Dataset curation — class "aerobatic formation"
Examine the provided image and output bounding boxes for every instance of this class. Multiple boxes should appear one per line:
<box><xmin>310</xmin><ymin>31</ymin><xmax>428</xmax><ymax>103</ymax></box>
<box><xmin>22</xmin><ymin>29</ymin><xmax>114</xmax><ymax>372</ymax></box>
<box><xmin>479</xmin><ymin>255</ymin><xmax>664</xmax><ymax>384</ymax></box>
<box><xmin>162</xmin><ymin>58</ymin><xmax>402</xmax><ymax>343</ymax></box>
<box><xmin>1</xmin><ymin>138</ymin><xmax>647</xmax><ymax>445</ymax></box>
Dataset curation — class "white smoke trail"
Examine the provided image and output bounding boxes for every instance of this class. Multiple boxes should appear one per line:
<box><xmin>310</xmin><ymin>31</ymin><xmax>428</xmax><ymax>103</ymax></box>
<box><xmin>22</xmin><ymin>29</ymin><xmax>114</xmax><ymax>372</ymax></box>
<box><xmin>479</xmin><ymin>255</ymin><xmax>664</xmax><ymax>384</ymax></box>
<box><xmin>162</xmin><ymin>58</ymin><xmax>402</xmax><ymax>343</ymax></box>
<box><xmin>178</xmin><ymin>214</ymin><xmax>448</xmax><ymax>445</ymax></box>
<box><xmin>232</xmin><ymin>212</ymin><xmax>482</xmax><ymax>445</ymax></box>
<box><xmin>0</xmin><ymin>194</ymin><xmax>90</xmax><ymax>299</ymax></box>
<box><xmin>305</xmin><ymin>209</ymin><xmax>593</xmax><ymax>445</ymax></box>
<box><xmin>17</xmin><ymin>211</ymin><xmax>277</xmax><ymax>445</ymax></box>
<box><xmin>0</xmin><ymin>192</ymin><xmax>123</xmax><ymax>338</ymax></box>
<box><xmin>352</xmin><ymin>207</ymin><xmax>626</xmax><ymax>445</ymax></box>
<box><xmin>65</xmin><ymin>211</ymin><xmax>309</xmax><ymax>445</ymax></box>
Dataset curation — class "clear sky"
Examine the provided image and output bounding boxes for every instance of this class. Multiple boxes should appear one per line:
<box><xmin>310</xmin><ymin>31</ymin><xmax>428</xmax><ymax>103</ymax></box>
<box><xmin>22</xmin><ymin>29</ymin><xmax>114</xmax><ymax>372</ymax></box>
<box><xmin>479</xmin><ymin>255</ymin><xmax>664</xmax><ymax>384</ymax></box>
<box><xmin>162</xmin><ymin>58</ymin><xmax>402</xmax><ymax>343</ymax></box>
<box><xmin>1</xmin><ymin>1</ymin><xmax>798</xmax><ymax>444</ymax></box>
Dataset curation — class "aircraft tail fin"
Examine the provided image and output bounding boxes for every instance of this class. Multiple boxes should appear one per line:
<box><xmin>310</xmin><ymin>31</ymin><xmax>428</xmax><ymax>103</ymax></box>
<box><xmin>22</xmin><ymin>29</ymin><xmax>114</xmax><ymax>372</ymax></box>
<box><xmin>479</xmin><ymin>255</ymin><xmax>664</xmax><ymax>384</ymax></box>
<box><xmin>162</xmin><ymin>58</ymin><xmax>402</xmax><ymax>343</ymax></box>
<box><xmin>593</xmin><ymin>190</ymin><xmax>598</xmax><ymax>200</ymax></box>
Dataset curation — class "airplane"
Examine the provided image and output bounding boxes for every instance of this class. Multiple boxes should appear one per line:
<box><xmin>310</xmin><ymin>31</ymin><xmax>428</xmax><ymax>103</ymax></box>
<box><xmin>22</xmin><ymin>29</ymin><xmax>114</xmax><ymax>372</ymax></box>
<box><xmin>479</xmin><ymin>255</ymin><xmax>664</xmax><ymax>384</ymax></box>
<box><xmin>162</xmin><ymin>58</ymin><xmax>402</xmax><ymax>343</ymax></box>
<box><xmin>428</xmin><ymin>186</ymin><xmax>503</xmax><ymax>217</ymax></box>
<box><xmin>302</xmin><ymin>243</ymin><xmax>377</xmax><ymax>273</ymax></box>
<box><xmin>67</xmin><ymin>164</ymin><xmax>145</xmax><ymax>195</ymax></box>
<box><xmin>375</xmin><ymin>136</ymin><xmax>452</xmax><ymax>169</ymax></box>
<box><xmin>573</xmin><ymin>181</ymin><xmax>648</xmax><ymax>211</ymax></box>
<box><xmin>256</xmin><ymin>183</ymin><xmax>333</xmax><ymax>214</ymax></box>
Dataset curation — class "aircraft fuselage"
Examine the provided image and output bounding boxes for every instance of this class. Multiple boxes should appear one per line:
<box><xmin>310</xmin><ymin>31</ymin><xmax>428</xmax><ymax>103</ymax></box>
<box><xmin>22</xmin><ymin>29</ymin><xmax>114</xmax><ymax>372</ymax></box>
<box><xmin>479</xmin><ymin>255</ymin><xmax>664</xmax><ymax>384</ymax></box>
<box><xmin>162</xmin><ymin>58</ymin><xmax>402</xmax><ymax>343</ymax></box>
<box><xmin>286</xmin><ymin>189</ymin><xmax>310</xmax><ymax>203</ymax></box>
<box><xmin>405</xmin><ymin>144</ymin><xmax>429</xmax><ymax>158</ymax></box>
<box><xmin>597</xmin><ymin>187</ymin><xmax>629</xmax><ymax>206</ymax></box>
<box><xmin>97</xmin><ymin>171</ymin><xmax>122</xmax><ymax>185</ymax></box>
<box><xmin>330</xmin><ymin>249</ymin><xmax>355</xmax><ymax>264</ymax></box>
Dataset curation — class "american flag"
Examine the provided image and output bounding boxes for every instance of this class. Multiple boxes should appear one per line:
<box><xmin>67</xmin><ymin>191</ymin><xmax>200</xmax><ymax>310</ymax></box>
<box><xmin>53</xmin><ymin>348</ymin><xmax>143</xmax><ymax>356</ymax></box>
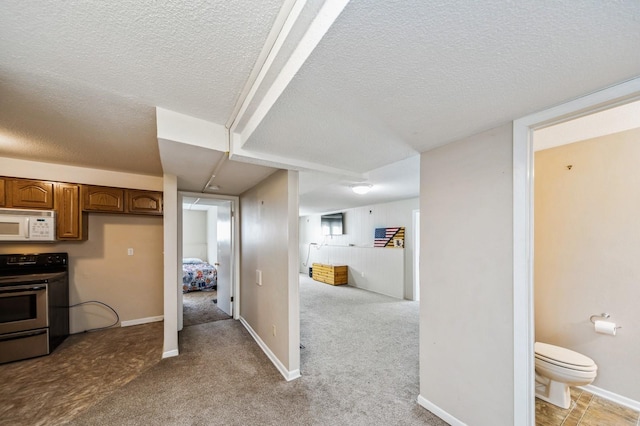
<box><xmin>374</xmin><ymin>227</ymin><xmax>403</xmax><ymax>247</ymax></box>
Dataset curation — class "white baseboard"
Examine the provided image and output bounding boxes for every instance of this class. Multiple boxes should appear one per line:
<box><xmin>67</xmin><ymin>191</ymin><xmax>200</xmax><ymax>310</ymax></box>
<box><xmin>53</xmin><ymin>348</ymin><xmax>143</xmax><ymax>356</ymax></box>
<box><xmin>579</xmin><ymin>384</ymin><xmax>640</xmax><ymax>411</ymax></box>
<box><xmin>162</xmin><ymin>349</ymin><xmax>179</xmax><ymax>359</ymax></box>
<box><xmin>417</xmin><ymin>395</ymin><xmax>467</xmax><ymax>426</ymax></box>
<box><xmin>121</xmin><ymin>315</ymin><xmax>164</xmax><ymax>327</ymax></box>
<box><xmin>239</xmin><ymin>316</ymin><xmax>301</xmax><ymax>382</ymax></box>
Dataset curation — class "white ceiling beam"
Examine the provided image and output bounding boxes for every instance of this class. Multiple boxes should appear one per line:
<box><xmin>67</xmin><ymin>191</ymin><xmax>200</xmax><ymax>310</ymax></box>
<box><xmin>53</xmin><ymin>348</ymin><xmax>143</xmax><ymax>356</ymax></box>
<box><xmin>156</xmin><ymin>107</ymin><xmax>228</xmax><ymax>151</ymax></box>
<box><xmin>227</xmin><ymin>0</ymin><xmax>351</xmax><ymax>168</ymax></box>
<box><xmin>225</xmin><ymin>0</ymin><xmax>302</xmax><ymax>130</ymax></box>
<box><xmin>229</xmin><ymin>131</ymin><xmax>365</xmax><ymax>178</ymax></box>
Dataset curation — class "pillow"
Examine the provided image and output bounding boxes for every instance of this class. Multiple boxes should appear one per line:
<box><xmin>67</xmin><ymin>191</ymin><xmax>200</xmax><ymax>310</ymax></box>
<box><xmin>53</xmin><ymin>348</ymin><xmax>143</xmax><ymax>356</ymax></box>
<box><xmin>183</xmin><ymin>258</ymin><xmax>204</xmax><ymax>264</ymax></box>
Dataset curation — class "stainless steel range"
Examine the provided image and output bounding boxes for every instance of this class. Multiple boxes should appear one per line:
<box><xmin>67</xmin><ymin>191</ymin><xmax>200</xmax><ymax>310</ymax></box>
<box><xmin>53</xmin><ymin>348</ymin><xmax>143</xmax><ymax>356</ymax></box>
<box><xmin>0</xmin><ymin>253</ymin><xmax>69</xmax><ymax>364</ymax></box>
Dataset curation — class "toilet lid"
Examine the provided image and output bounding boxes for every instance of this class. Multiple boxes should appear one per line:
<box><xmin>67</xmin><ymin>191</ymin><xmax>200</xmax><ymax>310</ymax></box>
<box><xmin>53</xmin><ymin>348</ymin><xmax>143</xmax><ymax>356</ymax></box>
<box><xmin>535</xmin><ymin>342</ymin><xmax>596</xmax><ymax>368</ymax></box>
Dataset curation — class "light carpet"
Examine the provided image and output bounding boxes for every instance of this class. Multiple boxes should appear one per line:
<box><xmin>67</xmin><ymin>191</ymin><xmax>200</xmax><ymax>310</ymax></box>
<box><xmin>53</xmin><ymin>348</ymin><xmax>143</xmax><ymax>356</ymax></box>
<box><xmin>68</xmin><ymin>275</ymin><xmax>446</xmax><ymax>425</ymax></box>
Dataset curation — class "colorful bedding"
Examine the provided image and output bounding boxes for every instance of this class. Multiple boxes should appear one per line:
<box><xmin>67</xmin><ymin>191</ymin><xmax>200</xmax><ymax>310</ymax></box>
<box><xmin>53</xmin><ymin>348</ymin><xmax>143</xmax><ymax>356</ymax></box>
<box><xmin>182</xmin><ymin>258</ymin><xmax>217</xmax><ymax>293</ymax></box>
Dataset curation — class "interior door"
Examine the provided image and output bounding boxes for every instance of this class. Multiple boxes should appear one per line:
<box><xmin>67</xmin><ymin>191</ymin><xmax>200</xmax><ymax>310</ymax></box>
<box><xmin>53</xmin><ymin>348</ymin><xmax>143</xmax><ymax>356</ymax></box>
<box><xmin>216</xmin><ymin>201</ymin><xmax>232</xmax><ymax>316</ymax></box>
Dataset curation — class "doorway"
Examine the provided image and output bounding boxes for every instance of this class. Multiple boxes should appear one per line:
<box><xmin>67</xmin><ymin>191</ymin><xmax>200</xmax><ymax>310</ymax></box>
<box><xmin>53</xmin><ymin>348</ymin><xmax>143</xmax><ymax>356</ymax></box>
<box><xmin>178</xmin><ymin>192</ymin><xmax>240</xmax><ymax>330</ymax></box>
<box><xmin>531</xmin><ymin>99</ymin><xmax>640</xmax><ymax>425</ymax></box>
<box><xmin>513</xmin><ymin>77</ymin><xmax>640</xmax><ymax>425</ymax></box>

........

**Task details**
In the entries above, identify each line that includes the string "aircraft", then copy it.

**Exercise solution**
Dataset curation — class "aircraft tail fin"
Dataset curation — class "aircraft fuselage"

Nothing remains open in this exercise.